- [SEITENAUSZUG]
-*-
Zum einen hat der Sachverständige D1. B6xxx unter Hinweis auf die Auswertung einschlägiger Fachliteratur einer derartigen Beurteilung im Hinblick auf fehlende körperliche Symptome widersprochen und jedenfalls eine monokausale Verursachung der festsgestellten Symptomatik durch betriebliche Faktoren verneint. Schon aus diesem Grunde scheidet eine Verpflichtung der Beklagten aus, trotz unabsehbarer Dauer der Erkrankung am Arbeitsverhältnis festzuhalten.

Zum anderen muss auch im Rahmen der Interessenabwägung der Grundsatz beachtet werden, dass die Zumutbarkeit weiteren Abwartens nach den im Kündigungszeitpunkt maßgeblichen Verhältnissen zu beurteilen ist. Ist im Zeitpunkt der Kündigung auf der Grundlage der vorhandenen ärztlichen Erkenntnis und dem hierauf aufbauenden Therapiekonzept allein eine Symptomfreiheit, nicht jedoch eine dauerhafte, auch unter Belastungssituationen hinreichend sichere Stabilisierung des Gesundheitszustandes erreicht, ohne dass weiterreichende Therapiemaßnahmen mit verbesserten Chancen zur Stabilisierung des Gesundheitszustandes bereits in Erwägung gezogen sind, so kann auf dieser Grundlage ein längeres Aufschieben der Kündigungsentscheidung auch im Fall betrieblicher Verursachung der Erkrankung nicht verlangt werden. Allein die abstrakte Möglichkeit, es werde sich auch ohne Änderung von Diagnostik und Behandlungsmethode irgendwann eine Besserung des Gesundheitszustands ergeben, rechtfertigt nicht die Aufrechterhaltung des Arbeitsverhältnisses ohne jede zeitliche Beschränkung. Für Überbrückungsmaßnahmen und ein vorübergehendes Freihalten des Arbeitsplatzes - auch für eine längere Zeitspanne - ist nur Raum, wenn - bezogen auf die im Kündigungszeitpunkt maßgeblichen Umstände - Aussicht auf Wiederherstellung der Arbeitsfähigkeit besteht. Dies war - wie vorstehend ausgeführt worden ist - hier nicht der Fall. Auch die Tatsache, dass der Kläger einem Schwerbehinderten gleichgestellt ist, rechtfertigt keine abweichende Beurteilung.
-*-
- [AUFGABE 1] Unter welcher Voraussetzung ist laut dem Seitenauszug Raum für Überbrückungsmaßnahmen und ein vorübergehendes Freihalten des Arbeitsplatzes?
- [AUFGABE 2] Kopiere aus dem Seitenauszug wortgetreu den Abschnitt, der mit „Zum einen hat“ beginnt und bis einschließlich „am Arbeitsverhältnis festzuhalten.“ reicht.
-*-
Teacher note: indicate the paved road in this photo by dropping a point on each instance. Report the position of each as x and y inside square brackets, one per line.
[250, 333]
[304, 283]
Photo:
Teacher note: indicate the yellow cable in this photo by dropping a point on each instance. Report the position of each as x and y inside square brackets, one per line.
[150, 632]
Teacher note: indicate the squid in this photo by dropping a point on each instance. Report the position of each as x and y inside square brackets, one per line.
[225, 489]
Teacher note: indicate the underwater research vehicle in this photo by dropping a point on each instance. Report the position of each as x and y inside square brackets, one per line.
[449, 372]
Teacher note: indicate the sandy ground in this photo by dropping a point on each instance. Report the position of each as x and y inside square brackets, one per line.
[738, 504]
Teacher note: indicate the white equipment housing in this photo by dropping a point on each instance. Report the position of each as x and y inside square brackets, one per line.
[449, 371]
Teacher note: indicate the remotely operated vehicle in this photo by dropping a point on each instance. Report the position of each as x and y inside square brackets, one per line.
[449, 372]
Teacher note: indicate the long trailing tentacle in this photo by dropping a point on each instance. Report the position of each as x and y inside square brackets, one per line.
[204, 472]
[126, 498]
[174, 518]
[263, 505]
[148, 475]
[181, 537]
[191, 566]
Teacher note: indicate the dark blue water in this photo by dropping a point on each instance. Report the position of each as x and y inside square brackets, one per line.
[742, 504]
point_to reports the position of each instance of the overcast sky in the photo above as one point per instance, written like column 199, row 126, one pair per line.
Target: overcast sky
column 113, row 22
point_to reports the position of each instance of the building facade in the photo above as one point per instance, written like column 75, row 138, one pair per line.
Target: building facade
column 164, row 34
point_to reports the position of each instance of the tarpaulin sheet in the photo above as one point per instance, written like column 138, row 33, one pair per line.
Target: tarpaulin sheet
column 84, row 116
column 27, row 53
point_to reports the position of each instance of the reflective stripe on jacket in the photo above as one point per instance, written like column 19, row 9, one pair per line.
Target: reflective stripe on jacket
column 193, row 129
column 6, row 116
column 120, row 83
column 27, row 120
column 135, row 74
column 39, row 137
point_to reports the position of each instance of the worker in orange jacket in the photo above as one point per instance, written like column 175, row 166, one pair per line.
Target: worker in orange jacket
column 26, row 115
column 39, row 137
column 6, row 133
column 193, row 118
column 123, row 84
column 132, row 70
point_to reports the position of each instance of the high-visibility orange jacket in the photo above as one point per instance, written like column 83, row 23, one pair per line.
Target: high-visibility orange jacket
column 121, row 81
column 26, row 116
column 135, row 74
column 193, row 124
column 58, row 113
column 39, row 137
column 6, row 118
-*-
- [LÖSUNG DER AUFGABE 1] Nur wenn, bezogen auf die im Kündigungszeitpunkt maßgeblichen Umstände, Aussicht auf Wiederherstellung der Arbeitsfähigkeit besteht.

- [LÖSUNG DER AUFGABE 2]
Zum einen hat der Sachverständige D1. B6xxx unter Hinweis auf die Auswertung einschlägiger Fachliteratur einer derartigen Beurteilung im Hinblick auf fehlende körperliche Symptome widersprochen und jedenfalls eine monokausale Verursachung der festsgestellten Symptomatik durch betriebliche Faktoren verneint. Schon aus diesem Grunde scheidet eine Verpflichtung der Beklagten aus, trotz unabsehbarer Dauer der Erkrankung am Arbeitsverhältnis festzuhalten.